Lehrerpersönlichkeit kann man nicht lernen.
Herr Kube im Gespräch mit Sara
Ein weiterer und entscheidender Aspekt in seinem Job ist für den Philosophie- und Informatiklehrer die klare Trennung zwischen Privatleben und Arbeitsleben sowie eine stabile Perspektive, auf die sich der Familienvater gerne verlässt. Ein Job in der Informatik würde auch mehr Eigenverantwortung und wahrscheinlich weniger Zeit für seine Familie bedeuten. Herr Kubes klare Priorisierung zugunsten von Familienzeit und persönlicher Erfüllung unterstreicht nicht nur seine authentische und engagierte, sondern vor allem auch seine an ihm wichtigen Menschen orientierte Persönlichkeit.
Die Herausforderungen und Vorzüge des Zweiten Bildungswegs
Herrn Kube zufolge haben viele Kollegiaten triftige Gründe dafür, warum sie erst im Erwachsenenalter das Abitur anstreben. Diese Gründe, welche oft mit der Metapher eines „steinig(er)en Lebenswegs“ erfasst werden können, holen einige seiner Lernenden auch am Kolleg wieder ein. Als Lehrer und Mensch empfindet er es als besonders belastend mit anzusehen, wenn Kollegiaten das Potenzial haben, ihr Abitur zu machen, aber die persönlichem Umstände diesem Potenzial im Weg stehen. Im Vergleich zu Lehrkräften an Schulen mit Jugendlichen, die ihren Fokus stärker auf Disziplin und Pädagogik legen und eher daran arbeiten, eine homogene Klassengemeinschaft zu formen, sieht der Unterricht auf dem zweiten Bildungsweg anders aus. Die Kollegiaten sind äußerst individuell und bereits erwachsen. Sie sind bereits stärker von ihrer eigenen Lebensgeschichte geprägt und bringen ganz unterschiedliche Voraussetzungen mit. Daher ist es für Herrn Kube von besonderer Bedeutung, jeden einzelnen Kollegiaten als Erwachsenem zu begegnen, zu sehen und zu respektieren. Dies kann jedoch auch eine Herausforderung sein. Diese Herangehensweise ist für Lehrkräfte des Zweiten Bildungsweges durchaus typisch, wie verschiedene Bildungsstudien zum ZBW zeigen.
==============================
AUFGABEN ZUM LÖSEN:
1. Beantworte diese Fragen zum Text über Herrn Kube:
(a) Welche beiden Fächer unterrichtet Herr Kube?
(b) Was würde ein Job in der Informatik für ihn laut Text bedeuten?
(c) Mit welcher Metapher lassen sich die Gründe der Kollegiaten oft erfassen?
2. Der Text über Herrn Kube sagt, was Herr Kube mit jedem einzelnen Kollegiaten als Erwachsenem tun will. Schreib alle Verben auf, die dafür genannt werden.
3. Schreib den Text über Herrn Kube nach seinem letzten Satz weiter.

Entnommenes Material
==============================
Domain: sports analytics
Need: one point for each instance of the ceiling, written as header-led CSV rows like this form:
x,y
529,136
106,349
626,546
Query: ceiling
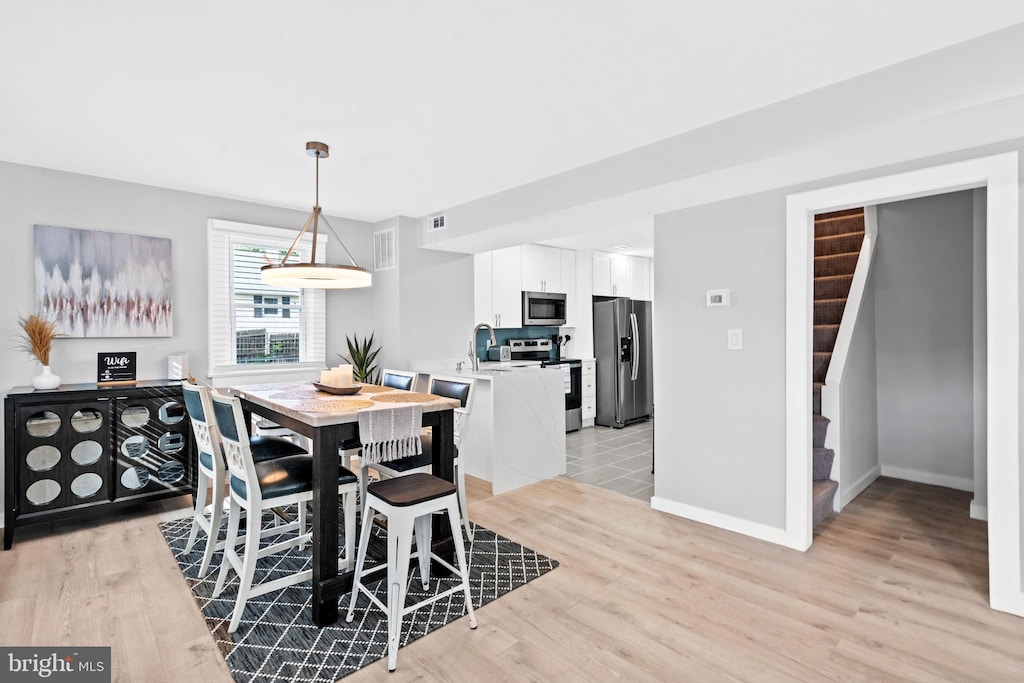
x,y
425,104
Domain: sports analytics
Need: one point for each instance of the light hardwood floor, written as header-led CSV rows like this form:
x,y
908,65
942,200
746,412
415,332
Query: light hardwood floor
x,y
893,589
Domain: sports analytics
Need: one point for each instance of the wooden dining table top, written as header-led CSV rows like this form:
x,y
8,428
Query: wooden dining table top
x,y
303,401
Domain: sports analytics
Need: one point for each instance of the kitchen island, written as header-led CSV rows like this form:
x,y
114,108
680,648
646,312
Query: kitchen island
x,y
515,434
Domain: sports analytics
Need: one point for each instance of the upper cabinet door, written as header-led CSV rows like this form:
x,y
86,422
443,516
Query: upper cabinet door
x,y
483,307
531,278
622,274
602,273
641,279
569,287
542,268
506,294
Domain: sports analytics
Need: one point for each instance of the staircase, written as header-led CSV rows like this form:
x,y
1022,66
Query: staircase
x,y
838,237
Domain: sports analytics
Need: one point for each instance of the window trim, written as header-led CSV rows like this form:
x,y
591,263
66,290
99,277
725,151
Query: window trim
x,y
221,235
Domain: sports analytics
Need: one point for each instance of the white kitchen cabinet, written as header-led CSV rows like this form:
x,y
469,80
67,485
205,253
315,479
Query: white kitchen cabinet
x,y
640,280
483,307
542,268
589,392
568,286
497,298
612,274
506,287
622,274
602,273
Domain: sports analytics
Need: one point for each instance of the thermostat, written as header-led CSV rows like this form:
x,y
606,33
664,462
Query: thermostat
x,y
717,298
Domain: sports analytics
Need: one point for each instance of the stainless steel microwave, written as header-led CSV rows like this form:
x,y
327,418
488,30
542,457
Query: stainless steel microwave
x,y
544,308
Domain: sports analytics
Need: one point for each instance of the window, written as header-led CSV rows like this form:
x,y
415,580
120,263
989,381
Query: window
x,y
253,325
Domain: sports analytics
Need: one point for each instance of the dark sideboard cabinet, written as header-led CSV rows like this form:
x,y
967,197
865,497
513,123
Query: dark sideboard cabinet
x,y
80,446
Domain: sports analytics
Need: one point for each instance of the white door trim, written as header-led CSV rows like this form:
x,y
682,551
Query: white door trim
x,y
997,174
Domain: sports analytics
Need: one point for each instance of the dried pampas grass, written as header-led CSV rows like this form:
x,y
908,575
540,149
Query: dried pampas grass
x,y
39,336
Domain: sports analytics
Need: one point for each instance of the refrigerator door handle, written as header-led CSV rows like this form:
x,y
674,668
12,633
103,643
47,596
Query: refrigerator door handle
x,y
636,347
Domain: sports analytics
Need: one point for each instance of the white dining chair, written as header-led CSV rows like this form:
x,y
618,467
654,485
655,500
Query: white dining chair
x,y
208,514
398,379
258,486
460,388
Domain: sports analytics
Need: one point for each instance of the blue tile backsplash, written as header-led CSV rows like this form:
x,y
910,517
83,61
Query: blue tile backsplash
==============================
DIE LÖSUNGEN:
1.
(a) Philosophie und Informatik.
(b) Mehr Eigenverantwortung und wahrscheinlich weniger Zeit für seine Familie.
(c) Mit der Metapher eines „steinig(er)en Lebenswegs“.

2. begegnen, sehen, respektieren

3.
Diese besondere Persönlichkeitsorientierung seines Unterrichts wird auch während eines Recherchegesprächs deutlich. Herr Kube betont immer wieder den Anspruch, als Lehrer auf dem Zweiten Bildungsweg die Menschen als Individuen und Persönlichkeit ernst zu nehmen und zu betrachten. Dieser Herangehensweise misst er eine große Bedeutung zu. Er teilt auch inspirierende Geschichten von ehemaligen Kollegiat*innen, die trotz Widrigkeiten ihren Bildungsweg am Berlin-Kolleg erfolgreich absolviert haben. Beispielsweise eine ehemalige Kollegiatin, Mutter von vier Kindern, die das Kolleg hervorragend gemeistert habe und nun an einer Universität mit sehr begrenztem Platzangebot eingeschrieben sei. Für sie hat er ein persönliches Empfehlungsschreiben verfasst. Ebenso erzählt Herr Kube von einem Kollegiaten, der in seinem Unterricht die Leidenschaft für das Programmieren entdeckt habe und nun neben seinem Studium in der IT-Abteilung einer Firma in einer verantwortlichen Position tätig sei. Diese beiden Kollegiat*innen dienen Herrn Kube als Leuchtturmbeispiele erfolgreichen Lehrens und Lernens, auf die er gerne zurückblickt. Beide Personen haben sich nach ihrem Abschluss bei Herrn Kube gemeldet und ihm ihre erfreulichen Neuigkeiten mitgeteilt. Die Tatsache, dass sich die Ex-Kollegiat*innen aktiv bei ihm melden, unterstreicht die nachhaltige Wirkung seiner Lehrtätigkeit.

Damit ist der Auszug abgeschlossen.